Inside was a Daisy airgun trap. Simple, stamped, blued steel that if you shot through the bullseye you would ring a bell.
Underneath was several packs of vintage targets. The Daisy targets had 2 different backs, but I only found one with the rifles.
There was a neat "stack" of 2-sided Winchester Western targets.
and 2 packs of NRA targets.
I asked the owner what he wanted and he said $10! It was his, but I forgot to ask how old it was. From the backs of the Daisy targets I would think late 1930's-early 1940's.
What a great find. Thanks for the pictures. That picture of the tubes of Daisy Bullseye BB's sure brings back memories. I must have gone through a thousand of those tubes of BB's when I was a kid.
I'd grab my BB gun and head to the woods every chance I got. My favorite gun was a Daisy pump. I don't remember the model number, but it was the pump model with the scissor action when you worked the pump. It had a flip up peep sight that I was deadly with. I used it to shoot bumblebees and dragonflys.

_WRITTEN INSTRUCTION 1:_ Give the airgun trap post again starting at the words "Underneath was several" and stopping after "bumblebees and dragonflys.", swapping "pump" for "lever" each time it occurs.
_WRITTEN INSTRUCTION 2:_ Continue the post about the Daisy airgun trap from its last sentence.
The data that follows has no connection to the airgun trap post.

_SUPPLIED INFORMATION:_
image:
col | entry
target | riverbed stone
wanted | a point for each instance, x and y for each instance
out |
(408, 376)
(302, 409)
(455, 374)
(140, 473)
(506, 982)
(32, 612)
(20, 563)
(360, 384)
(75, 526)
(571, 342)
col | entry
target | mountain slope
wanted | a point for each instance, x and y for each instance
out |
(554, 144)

_WRITTEN REPLY 1:_
Underneath was several packs of vintage targets. The Daisy targets had 2 different backs, but I only found one with the rifles.
There was a neat "stack" of 2-sided Winchester Western targets.
and 2 packs of NRA targets.
I asked the owner what he wanted and he said $10! It was his, but I forgot to ask how old it was. From the backs of the Daisy targets I would think late 1930's-early 1940's.
What a great find. Thanks for the pictures. That picture of the tubes of Daisy Bullseye BB's sure brings back memories. I must have gone through a thousand of those tubes of BB's when I was a kid.
I'd grab my BB gun and head to the woods every chance I got. My favorite gun was a Daisy lever. I don't remember the model number, but it was the lever model with the scissor action when you worked the lever. It had a flip up peep sight that I was deadly with. I used it to shoot bumblebees and dragonflys.

_WRITTEN REPLY 2:_
What really kind of scares me is what about all the ricochets? Miss the bullseye, especially if you were shooting pellets, and you really could do what your mom said not to do....."poke your eye out"!
Cool find. So, are you going to use up all the targets with your BB gun?
"...what about all the ricochets?"
I think the older BB's were lead instead of steel. I don't think they ricochet as bad. I think pellets being soft, don't ricochet much either. I had a 5mm Sheridan when I was a kid, it had pellets only. I recall the pellets flattened out pretty much when they hit hard stuff.
Well, I just read the BB ad on the back of the target, looks like the BB's were steel by then,.........
Nice score!
I know where there is an old original Daisy Red Ryder to go with it- in 35' of seawater 100 yards offshore where my stupid brother-in-law dropped it overboard while handing it to his son with arm outstreched past the gunwale of the skiff...
D. Brian Casady
Quid Llatine Dictum Sit, Altum Viditur.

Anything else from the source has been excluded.